SUPPLIED PASSAGE:
........
About ten minutes after Little Boy turned Hiroshima into an ex-city, the U.S. realized the importance of tracking the raw materials for nuclear weaponry. Enriched uranium and plutonium, primarily, but also many other materials that are fissionable or can be used in nuclear weapons. (Incidentally, you can possess uranium ore in its natural state without a Nuclear Regulatory Commission license - only if you try to enrich it do you run into problems. :)
Accounting of U.S. nuclear materials is handled through a system/organization called NMMSS, the Nuclear Materials Management and Safeguards System. This database was started in the Days of Yore, when men were men and computers were room-sized with lots of blinkenlights. This database was originally designed to accept 80-column punch-cards - lots and lots of punch-cards. Each punch-card could be part of an inventory received from some U.S. facility that handled nuclear materials, or part of a transaction indicating the transfer of nuclear materials from one facility to another, or any other data that needed to be entered into the database.
........
APPLY WHAT YOU READ:
**A.** Copy the text on tracking nuclear materials word for word, between "About ten minutes" and "into problems. :)", inclusive.
**B.** Condense the paragraph beginning "Accounting of U.S. nuclear materials" from the text on tracking nuclear materials into a short bulleted list that keeps its main facts.
........
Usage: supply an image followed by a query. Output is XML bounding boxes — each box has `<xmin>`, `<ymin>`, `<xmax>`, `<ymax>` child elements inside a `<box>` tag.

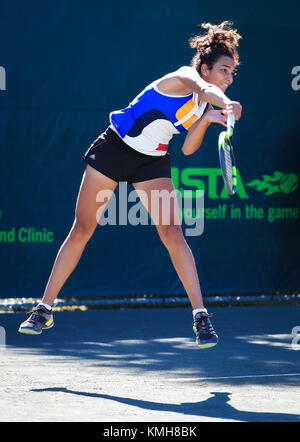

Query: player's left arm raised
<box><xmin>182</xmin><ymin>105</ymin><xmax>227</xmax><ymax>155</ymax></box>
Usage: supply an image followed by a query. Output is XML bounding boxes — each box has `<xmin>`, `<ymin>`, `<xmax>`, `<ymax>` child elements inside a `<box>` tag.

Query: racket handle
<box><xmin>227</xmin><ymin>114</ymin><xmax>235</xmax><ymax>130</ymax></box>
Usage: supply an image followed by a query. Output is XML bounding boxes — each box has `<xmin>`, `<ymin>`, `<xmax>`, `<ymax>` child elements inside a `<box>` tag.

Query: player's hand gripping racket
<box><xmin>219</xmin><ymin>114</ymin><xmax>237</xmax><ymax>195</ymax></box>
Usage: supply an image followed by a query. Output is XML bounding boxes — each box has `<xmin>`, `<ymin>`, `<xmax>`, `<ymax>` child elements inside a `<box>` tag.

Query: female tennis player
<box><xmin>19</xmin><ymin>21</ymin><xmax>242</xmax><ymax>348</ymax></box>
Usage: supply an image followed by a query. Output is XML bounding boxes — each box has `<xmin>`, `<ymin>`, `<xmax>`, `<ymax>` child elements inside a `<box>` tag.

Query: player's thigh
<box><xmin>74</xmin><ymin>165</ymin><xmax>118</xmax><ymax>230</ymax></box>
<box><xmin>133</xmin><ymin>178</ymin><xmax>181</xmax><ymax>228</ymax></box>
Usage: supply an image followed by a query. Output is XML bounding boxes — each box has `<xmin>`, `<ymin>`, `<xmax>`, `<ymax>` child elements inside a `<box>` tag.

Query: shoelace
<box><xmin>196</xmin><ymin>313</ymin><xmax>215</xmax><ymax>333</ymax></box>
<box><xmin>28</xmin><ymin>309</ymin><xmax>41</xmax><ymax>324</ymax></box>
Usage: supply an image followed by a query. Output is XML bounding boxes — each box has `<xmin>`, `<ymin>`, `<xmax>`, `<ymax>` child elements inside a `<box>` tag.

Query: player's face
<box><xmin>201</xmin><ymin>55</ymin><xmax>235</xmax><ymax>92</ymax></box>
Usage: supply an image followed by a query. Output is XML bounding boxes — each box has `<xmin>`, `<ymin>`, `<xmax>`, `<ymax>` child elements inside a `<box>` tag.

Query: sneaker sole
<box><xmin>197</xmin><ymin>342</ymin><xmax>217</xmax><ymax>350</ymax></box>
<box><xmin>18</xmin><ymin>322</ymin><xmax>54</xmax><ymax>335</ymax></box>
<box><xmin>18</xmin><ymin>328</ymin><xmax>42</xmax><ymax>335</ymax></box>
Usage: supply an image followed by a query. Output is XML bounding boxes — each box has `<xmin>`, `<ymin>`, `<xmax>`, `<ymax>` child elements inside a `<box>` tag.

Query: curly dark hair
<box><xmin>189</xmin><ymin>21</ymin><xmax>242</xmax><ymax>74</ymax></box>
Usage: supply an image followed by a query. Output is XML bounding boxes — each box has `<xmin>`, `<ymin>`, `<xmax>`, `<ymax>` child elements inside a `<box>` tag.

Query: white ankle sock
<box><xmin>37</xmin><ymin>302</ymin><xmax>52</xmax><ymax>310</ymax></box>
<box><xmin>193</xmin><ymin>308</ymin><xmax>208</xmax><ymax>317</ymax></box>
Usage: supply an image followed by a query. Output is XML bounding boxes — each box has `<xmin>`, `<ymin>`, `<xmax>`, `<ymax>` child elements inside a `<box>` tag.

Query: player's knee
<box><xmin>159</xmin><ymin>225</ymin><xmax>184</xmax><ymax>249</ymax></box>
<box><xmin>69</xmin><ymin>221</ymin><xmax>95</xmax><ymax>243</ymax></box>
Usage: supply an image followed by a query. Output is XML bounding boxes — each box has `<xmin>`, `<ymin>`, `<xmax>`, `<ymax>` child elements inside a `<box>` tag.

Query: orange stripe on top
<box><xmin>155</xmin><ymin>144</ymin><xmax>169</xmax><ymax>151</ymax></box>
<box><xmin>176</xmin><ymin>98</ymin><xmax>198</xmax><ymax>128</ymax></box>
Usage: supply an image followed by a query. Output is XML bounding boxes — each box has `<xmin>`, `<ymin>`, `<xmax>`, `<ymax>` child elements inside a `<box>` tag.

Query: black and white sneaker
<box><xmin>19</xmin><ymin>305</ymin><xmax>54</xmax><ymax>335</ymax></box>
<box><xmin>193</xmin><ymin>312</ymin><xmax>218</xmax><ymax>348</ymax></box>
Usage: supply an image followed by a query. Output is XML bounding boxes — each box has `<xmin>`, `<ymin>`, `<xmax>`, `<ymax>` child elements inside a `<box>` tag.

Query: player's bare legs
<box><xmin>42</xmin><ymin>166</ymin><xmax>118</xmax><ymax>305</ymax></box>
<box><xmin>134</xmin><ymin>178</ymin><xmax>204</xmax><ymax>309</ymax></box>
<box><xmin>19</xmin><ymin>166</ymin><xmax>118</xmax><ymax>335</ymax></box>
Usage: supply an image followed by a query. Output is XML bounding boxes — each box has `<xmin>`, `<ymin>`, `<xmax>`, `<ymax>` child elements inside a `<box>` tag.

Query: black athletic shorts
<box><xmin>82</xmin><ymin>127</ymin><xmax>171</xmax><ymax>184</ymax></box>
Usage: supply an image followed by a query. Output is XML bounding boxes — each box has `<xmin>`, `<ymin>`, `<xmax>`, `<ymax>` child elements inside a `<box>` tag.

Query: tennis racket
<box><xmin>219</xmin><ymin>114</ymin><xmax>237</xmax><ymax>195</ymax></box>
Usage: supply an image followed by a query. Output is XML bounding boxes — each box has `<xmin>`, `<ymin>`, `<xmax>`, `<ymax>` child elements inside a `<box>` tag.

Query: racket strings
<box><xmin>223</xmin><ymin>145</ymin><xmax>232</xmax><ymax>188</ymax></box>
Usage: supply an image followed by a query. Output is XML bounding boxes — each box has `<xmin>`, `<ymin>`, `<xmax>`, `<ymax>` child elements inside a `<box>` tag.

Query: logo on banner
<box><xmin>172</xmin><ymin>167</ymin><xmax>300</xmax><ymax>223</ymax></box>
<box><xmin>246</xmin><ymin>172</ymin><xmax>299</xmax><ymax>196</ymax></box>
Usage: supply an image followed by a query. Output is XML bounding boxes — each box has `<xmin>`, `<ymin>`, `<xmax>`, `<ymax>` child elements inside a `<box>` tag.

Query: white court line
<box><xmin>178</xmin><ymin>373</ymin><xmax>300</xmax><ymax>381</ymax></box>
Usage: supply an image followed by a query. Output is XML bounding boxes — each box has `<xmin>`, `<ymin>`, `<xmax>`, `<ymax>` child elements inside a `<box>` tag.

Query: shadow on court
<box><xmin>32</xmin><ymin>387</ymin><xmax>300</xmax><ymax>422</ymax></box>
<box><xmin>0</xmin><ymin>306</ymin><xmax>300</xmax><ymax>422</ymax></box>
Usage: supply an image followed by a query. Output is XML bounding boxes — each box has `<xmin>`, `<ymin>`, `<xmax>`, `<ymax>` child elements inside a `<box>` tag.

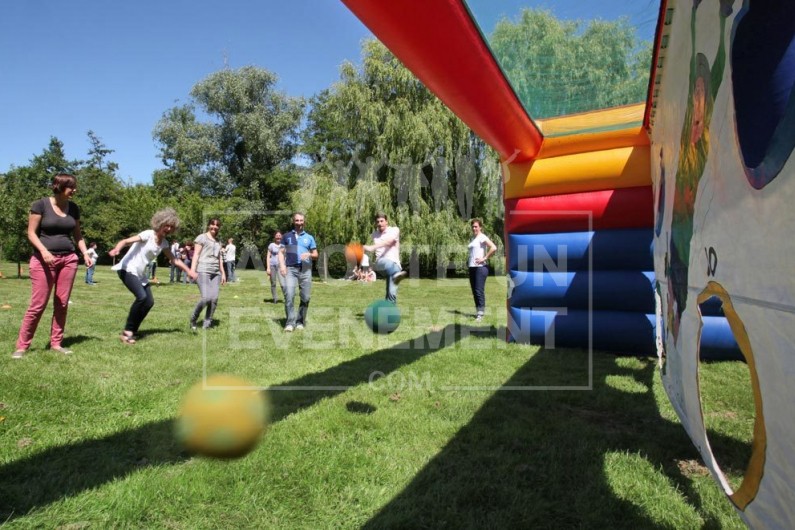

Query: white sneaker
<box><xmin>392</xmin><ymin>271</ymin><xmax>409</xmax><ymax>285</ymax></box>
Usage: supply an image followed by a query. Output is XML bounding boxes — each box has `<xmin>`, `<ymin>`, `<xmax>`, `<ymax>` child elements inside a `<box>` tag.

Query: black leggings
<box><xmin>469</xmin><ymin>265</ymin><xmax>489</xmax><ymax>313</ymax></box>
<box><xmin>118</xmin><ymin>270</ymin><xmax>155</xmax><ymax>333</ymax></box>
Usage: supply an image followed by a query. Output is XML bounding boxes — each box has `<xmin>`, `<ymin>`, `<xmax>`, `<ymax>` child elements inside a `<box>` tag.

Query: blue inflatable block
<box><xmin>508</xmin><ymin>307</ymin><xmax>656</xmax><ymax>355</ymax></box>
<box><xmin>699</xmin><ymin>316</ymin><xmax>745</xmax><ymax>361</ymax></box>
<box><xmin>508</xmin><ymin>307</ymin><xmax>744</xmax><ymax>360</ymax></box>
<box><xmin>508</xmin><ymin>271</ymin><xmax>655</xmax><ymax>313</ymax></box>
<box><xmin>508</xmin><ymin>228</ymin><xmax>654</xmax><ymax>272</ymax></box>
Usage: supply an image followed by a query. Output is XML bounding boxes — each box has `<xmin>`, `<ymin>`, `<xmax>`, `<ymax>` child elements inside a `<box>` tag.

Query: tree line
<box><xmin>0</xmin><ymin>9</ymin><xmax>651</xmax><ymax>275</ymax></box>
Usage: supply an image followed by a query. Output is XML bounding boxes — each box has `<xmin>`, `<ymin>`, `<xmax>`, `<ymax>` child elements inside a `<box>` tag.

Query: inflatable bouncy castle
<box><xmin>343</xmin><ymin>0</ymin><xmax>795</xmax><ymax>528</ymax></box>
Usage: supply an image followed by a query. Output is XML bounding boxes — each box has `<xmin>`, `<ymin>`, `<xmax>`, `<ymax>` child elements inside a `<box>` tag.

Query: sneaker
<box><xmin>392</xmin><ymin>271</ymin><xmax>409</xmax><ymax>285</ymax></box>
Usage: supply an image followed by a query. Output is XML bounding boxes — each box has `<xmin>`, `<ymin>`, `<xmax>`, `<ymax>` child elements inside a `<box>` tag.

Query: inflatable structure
........
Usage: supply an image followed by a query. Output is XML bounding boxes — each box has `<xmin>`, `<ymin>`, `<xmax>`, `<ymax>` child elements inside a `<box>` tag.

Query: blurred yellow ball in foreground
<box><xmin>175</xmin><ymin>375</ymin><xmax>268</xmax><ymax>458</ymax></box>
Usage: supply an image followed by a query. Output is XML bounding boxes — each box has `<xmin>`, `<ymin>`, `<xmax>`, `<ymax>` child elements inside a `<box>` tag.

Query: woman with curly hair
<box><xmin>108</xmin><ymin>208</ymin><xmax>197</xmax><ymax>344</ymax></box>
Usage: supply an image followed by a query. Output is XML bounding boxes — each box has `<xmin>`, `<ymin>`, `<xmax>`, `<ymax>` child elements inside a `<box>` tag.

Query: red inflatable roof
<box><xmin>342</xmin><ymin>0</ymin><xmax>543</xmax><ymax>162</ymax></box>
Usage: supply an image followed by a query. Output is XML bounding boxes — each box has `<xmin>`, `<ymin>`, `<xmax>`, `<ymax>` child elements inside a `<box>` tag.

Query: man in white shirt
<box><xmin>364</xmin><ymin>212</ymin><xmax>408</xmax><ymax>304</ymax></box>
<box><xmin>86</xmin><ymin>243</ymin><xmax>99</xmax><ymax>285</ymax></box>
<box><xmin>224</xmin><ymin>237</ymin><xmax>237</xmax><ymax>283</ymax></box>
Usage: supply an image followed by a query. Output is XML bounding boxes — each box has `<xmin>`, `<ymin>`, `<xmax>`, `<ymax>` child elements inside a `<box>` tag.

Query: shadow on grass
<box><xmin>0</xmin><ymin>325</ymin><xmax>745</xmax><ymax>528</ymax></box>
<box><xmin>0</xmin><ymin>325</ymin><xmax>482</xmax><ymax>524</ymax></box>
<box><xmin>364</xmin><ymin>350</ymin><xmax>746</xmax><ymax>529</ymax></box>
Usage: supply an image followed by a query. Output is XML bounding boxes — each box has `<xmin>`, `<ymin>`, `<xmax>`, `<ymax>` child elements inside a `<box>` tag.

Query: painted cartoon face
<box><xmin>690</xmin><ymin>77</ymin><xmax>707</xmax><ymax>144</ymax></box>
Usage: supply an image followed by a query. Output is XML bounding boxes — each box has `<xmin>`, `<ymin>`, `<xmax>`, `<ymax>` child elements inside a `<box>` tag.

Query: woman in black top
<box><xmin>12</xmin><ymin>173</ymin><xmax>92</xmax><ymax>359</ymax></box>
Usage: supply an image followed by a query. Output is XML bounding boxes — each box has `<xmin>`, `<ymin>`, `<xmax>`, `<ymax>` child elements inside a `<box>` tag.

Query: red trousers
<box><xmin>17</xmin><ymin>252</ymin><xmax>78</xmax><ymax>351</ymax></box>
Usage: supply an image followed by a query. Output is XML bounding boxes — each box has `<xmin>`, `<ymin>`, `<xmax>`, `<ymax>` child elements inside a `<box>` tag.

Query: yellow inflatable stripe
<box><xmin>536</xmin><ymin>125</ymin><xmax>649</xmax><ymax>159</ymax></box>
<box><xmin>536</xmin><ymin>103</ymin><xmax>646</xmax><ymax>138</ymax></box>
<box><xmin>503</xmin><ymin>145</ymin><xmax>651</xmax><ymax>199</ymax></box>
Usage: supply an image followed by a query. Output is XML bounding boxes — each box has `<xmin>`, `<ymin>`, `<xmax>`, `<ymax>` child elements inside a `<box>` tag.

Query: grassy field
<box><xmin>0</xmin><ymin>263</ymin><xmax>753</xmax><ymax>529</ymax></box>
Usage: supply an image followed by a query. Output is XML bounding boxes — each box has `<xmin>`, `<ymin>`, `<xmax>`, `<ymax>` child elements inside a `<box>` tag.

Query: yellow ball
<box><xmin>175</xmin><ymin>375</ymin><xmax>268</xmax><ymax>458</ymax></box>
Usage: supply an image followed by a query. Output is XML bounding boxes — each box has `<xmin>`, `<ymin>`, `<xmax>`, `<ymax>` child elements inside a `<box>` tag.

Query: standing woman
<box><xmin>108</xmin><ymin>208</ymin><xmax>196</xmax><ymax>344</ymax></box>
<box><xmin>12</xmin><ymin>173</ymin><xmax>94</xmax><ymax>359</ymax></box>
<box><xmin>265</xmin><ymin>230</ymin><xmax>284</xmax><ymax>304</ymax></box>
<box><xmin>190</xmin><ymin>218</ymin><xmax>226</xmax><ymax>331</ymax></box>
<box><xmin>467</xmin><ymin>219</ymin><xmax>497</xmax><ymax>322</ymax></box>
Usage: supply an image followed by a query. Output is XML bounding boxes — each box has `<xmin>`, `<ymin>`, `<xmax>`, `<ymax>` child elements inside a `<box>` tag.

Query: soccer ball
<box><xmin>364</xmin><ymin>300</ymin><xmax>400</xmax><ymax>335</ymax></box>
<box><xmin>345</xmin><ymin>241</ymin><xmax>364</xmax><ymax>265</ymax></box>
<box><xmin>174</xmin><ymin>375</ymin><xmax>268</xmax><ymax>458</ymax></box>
........
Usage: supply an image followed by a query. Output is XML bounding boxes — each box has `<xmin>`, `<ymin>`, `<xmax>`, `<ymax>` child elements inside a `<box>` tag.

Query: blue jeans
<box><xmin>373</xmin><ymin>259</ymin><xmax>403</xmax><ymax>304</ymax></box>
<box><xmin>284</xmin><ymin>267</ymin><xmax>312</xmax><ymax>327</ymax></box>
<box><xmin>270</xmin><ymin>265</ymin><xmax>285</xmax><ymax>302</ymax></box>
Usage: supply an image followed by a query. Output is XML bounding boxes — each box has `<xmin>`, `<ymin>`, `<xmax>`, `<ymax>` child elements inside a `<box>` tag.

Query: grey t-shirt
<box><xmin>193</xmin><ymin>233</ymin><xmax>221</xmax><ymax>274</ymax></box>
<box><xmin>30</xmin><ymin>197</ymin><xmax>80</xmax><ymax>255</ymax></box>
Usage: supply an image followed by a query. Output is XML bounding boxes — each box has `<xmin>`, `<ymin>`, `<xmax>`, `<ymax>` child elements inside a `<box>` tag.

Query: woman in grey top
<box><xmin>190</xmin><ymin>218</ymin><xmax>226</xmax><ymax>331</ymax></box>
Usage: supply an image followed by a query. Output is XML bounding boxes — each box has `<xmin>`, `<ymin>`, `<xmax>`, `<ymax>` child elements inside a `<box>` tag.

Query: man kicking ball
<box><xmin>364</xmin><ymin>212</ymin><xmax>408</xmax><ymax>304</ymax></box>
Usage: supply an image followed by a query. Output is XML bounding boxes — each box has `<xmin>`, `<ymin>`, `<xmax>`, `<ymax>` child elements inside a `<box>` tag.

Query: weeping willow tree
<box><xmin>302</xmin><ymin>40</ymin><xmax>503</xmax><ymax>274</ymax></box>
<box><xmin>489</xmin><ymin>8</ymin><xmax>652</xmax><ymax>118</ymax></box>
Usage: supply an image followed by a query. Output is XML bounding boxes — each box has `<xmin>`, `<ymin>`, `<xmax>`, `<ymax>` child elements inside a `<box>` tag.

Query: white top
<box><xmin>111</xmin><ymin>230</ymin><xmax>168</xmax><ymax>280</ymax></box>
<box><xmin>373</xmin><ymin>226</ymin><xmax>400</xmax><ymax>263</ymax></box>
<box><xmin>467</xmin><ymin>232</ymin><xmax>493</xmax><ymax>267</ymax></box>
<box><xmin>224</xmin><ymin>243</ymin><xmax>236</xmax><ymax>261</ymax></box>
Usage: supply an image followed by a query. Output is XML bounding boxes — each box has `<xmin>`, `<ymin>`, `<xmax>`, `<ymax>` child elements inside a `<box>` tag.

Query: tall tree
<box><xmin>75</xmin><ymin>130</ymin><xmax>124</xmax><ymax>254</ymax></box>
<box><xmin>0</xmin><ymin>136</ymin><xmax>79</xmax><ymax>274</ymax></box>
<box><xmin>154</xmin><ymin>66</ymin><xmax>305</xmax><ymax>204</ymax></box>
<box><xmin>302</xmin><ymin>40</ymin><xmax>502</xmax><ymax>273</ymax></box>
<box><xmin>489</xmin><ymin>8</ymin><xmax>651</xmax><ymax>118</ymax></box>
........
RESPONSE LIST:
**A.**
About ten minutes after Little Boy turned Hiroshima into an ex-city, the U.S. realized the importance of tracking the raw materials for nuclear weaponry. Enriched uranium and plutonium, primarily, but also many other materials that are fissionable or can be used in nuclear weapons. (Incidentally, you can possess uranium ore in its natural state without a Nuclear Regulatory Commission license - only if you try to enrich it do you run into problems. :)

**B.**
- U.S. nuclear materials are accounted for through NMMSS, the Nuclear Materials Management and Safeguards System.
- The database dates from the era of room-sized computers.
- It was originally designed to accept 80-column punch-cards, in very large numbers.
- Each card could be part of an inventory from a U.S. facility handling nuclear materials, part of a transaction recording a transfer between facilities, or any other data needed in the database.